◆ TRECHO FORNECIDO ◆
——————

De acordo com o ex-governador, entre os votos comprados está o do nadador Alexander Popov, bicampeão olímpico nas provas de 50 m e 100 m livres em 1992 e 1996, e o do ucraniano Serguei Bubka, campeão olímpico em 1988 no salto com vara. De acordo com Cabral, nove dos 95 membros votantes foram comprados ao todo por US$ 2 milhões.
O depósito teria sido feito no exterior, no ano de 2008, pelo empresário Arthur Soares --conhecido como Rei Arthur, devido ao fato de ser o maior fornecedor de mão de obra do estado-- ao presidente da Federação Internacional de Atletismo, Lamine Diack, que distribuiria o dinheiro aos membros comprados.
Cabral e Soares --o empresário está foragido-- são réus no processo oriundo da Operação Unfair Play, desdobramento da Lava Jato no Rio.
Cabral afirmou que o ex-prefeito do Rio Eduardo Paes (hoje no DEM, na época no MDB) e os ex-presidentes Luiz Inácio Lula da Silva (PT) e Michel Temer (MDB) foram informados após a compra dos votos. O ex-governador não apontou, contudo, envolvimento ativo dos políticos citados na negociata.
A reportagem do UOL está procurando as defesas de todos os acusados por Cabral (veja abaixo).
Cabral afirmou que Arthur Soares não pediu vantagens específicas para fazer o depósito, mas que os valores repassados a membros do COI foram debitados da propina que o ex-governador recebia mensalmente do empresário. Em seu último depoimento, Cabral já havia dito que o empresário pagou propina a ele ao longo dos seus dois mandatos, além de ter contribuído para campanhas por meio de caixa 2.
No entanto, o ex-governador sempre havia negado a compra dos votos para que o Rio sediasse a Olimpíada de 2016. Com a realização dos Jogos Olímpicos, várias obras públicas foram realizadas no Rio.
Cabral diz que Nuzman propôs propina por votos
De acordo com Cabral, a candidatura do Rio à sede dos Jogos Olímpicos começou em 2008, segundo ano de seu primeiro mandato frente ao governo do estado.
"O então presidente do COB [Comitê Olímpico Brasileiro], Carlos Arthur Nuzman, e o ex-presidente da Fifa João Havelange me visitaram depois da realização dos Jogos Pan e Parapanamericano de 2007 no Rio. Eles me solicitaram um dossiê à candidatura do Rio à Olimpíada", contou em depoimento.
Na primeira fase da disputa, sete cidades lançaram suas candidaturas. No entanto, apenas quatro passariam à fase final. "Precisávamos de um número mínimo de votos. Montamos um time muito profissional e o presidente Lula foi acionado para que, sempre que visitasse um país, pedisse o apoio dos delegados daquele país à candidatura do Rio. De maneira muito profissional, fomos à frente", disse.

——————

◆ TAREFA CURTA ◆
Reproduza sem alterações a parte da reportagem sobre o depoimento de Cabral que começa em "Cabral afirmou que Arthur" e segue até "realizadas no Rio.".

◆ SEÇÃO DE DADOS ◆
——————

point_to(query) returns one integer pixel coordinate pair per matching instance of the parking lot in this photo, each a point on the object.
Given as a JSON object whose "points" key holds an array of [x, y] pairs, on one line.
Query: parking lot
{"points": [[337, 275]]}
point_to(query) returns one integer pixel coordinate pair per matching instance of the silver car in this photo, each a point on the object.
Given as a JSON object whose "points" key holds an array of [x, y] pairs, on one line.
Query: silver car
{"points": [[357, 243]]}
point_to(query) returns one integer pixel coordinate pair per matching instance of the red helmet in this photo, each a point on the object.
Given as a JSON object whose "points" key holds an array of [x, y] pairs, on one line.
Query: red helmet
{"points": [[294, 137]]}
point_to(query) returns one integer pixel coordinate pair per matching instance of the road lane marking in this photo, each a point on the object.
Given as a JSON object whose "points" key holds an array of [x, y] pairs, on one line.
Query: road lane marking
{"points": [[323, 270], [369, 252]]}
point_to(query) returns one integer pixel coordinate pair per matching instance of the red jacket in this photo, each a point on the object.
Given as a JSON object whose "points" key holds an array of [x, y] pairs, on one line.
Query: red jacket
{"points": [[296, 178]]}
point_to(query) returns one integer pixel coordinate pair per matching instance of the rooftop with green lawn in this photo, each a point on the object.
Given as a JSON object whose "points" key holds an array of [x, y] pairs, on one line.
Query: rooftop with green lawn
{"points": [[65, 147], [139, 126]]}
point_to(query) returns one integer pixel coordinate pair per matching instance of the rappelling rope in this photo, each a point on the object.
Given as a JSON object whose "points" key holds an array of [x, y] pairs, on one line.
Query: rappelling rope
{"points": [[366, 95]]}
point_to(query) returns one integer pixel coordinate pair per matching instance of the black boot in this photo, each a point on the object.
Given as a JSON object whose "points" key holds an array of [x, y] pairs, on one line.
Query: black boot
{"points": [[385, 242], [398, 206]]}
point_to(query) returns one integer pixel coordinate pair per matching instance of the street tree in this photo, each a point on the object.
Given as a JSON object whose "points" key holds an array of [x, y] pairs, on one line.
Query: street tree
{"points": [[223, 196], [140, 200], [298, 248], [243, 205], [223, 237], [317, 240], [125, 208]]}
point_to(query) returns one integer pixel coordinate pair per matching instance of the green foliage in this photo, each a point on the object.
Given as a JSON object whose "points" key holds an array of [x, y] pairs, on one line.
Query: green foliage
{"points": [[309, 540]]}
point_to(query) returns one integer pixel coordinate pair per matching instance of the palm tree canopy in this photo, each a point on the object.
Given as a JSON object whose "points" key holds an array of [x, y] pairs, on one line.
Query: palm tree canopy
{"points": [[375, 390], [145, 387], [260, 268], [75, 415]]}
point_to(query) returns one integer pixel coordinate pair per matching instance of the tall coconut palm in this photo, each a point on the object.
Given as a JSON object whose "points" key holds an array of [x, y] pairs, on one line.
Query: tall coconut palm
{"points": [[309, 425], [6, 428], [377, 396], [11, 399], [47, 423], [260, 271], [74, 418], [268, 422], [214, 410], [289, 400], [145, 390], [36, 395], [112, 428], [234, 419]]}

——————

◆ RESPOSTA DA TAREFA ◆
Cabral afirmou que Arthur Soares não pediu vantagens específicas para fazer o depósito, mas que os valores repassados a membros do COI foram debitados da propina que o ex-governador recebia mensalmente do empresário. Em seu último depoimento, Cabral já havia dito que o empresário pagou propina a ele ao longo dos seus dois mandatos, além de ter contribuído para campanhas por meio de caixa 2.
No entanto, o ex-governador sempre havia negado a compra dos votos para que o Rio sediasse a Olimpíada de 2016. Com a realização dos Jogos Olímpicos, várias obras públicas foram realizadas no Rio.